Assignment
Only the number is needed: how many lines of the records include "rough"?

Recorded information
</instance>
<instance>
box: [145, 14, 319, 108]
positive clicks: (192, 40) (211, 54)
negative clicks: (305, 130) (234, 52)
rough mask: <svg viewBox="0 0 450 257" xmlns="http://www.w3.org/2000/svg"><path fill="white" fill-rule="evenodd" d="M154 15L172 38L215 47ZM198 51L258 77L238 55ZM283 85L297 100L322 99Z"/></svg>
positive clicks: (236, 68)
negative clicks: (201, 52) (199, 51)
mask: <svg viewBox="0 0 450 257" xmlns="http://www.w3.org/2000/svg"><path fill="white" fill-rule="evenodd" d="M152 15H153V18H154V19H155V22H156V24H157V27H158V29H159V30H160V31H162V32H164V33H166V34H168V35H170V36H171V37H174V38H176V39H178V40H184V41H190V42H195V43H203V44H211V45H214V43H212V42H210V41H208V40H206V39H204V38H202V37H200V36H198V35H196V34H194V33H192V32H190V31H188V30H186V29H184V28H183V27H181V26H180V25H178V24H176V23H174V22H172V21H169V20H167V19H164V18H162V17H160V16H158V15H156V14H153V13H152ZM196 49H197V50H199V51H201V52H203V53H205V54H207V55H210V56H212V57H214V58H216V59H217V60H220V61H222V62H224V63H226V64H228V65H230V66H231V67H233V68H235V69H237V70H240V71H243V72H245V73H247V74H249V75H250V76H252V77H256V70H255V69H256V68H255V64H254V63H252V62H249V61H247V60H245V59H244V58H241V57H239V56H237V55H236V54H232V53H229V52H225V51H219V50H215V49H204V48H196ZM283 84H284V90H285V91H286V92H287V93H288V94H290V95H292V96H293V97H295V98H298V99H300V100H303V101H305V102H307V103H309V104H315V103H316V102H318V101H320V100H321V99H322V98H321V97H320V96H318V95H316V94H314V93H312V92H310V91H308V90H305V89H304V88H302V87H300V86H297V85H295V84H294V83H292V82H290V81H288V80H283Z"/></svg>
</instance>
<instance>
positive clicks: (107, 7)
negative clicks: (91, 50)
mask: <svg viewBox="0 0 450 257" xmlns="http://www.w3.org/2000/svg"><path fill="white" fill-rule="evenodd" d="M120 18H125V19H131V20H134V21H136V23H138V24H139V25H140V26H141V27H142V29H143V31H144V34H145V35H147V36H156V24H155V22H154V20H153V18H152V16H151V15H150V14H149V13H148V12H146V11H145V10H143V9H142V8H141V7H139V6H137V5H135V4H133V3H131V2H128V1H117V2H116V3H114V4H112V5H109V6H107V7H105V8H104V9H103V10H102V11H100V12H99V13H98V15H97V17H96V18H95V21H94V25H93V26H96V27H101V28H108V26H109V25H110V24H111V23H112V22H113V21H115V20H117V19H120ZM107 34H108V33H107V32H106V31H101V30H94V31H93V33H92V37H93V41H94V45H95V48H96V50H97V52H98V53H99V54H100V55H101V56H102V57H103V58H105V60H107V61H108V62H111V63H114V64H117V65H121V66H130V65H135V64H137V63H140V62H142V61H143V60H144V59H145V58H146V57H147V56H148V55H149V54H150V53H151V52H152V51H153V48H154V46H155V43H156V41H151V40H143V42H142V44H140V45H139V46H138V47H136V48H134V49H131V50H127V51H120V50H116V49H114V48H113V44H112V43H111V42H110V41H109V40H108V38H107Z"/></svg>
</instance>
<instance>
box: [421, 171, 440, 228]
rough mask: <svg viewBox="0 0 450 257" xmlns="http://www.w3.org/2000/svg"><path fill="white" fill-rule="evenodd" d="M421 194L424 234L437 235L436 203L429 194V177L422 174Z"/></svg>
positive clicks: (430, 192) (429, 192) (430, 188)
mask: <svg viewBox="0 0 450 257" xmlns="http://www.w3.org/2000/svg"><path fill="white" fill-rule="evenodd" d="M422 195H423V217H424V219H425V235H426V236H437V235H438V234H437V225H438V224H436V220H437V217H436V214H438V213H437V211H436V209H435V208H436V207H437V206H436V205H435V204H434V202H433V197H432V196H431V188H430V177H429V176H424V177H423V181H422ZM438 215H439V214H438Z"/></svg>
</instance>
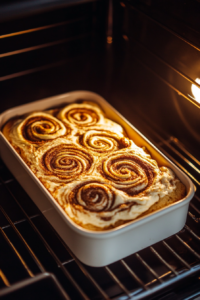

The completed task
2